**Document excerpt**
****************************************
Tonight at 6pm Central, the starters for next month’s All-Star Game in Utah will be unveiled on TNT’s tip-off show. A week from today on February 2, the reserves will come out in the same fashion. As we wait to find out if Giannis Antetokounmpo will again captain his own squad, we writers picked who we felt deserved the honor. Below are our picks broken up by conference, starters, and reserves, plus some rationale for why we chose what we did.
We went by the official roster composition that coaches, players, and fans use to select All-Stars: two starters plus two reserves at guard, three starters plus three reserves in the frontcourt (forwards and centers), and 2 wild card spots that can come from either grouping. Additionally, we conformed to the league’s classification of certain players on the ballot: for example, Jaylen Brown and DeMar DeRozan are listed as guards despite primarily playing the 3 for their teams with some run at the 2. We don’t make the rules!
Van: Some broad consensus here! Giannis is a given around here. Mitchell should probably be discussed more in the MVP race, and Tatum seems as likely as anyone to take home that hardware. Who knows if Durant will be back by February 19th and though Embiid will likely surpass him in terms of games played soon (Embiid has appeared in four fewer contests at this point), I feel KD has had the more impactful season. Embiid would get the starting nod if KD misses out anyway. I hate to give Irving any plaudits given how antisemitic and generally problematic he is, but he’s averaging nearly 27 per night over 36 games, so objectively I had to him the nod over Brunson and a second (though warranted) Celtic.
Julie: I think, and so does the rest of Brew Hoop, that the East frontcourt should be set in stone, although Kevin Durant could have... actually, no, he’s not better than these three anyway at this point. If picking just the five best players in the East was allowed, he would have been in over Tyrese Haliburton in my starting five, as that was my only tough decision. I chose Tyrese because Indiana is not rotting in the basement of the Eastern Conference standings and is actually in good position to make the play-in tournament. The losing streak immediately following his injury is more evidence of how important the NBA’s assist leader is to his team. Donovan Mitchell has been everything the Cavs need and more.
Dru: The two massive trades out of Utah during the off-season have certainly told different stories, haven’t they? Gobert is still trying to find his rhythm in Minnesota, while Mitchell is a bonified superstar in Cleveland. So for me (and the rest of Brew Hoop) Donovan Mitchell has solidified his spot as an All-Star starter beyond a shadow of a doubt. My one outlier is our very own Jrue Holiday. Some may call me biased (and that would be fair), but my rationale for starting Holiday is that I simply wouldn’t want any other guard in the East to start over him. We don’t weigh defensive prowess heavily enough when we vote for All-Stars, and outside of Donovan Mitchell, no other guard is as valuable as Jrue Holiday.
****************************************
**Task 1**
Reproduce a passage of the All-Star picks article word for word, beginning at the words "Van: Some broad" and stopping after "(though warranted) Celtic.".
**Task 2**
Carry the All-Star picks article further, beginning right after its last sentence.
****************************************
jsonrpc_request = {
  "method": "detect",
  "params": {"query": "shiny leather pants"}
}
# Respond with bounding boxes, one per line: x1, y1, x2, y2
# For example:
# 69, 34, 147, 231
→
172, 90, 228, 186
****************************************
**Exercise response 1**
Van: Some broad consensus here! Giannis is a given around here. Mitchell should probably be discussed more in the MVP race, and Tatum seems as likely as anyone to take home that hardware. Who knows if Durant will be back by February 19th and though Embiid will likely surpass him in terms of games played soon (Embiid has appeared in four fewer contests at this point), I feel KD has had the more impactful season. Embiid would get the starting nod if KD misses out anyway. I hate to give Irving any plaudits given how antisemitic and generally problematic he is, but he’s averaging nearly 27 per night over 36 games, so objectively I had to him the nod over Brunson and a second (though warranted) Celtic.

**Exercise response 2**
Mitchell: So you might be asking me...why Jalen Brunson? Why him over Jrue, or Kyrie, or anybody else? Part of it is availability; Brunson is in the top 20 league-wide for minutes played, and he has taken the lead role bestowed upon him by the Knicks and is putting up outstanding numbers offensively. Did you know he actually has more Offensive Win Shares (per Basketball-Reference) than Donovan Mitchell? Brunson was a core piece of last year’s Dallas Mavericks, and even if the Knicks are a second-tier team in the Eastern Conference, they’re as good as they are in large part because of Brunson. That gives him an outsized impact on my ballot compared to the rest of the available guards.
Kyle: This seemed pretty straightforward to me. Durant being hurt meant the frontcourt pick themselves. Donovan Mitchell was an easy lock and I don’t have a big argument with the other guard spot.
Riley: The only “controversial” pick I have in my starting five is leaving Joel Embiid off in favor of Kevin Durant, but I’m a petty SOB, and I will be damned before giving the Sixers any plaudits. KD is helped by having played five more games than Joel, and we get the added bonus that the Nets were humming along with him before promptly crashing back to earth the second he started missing games.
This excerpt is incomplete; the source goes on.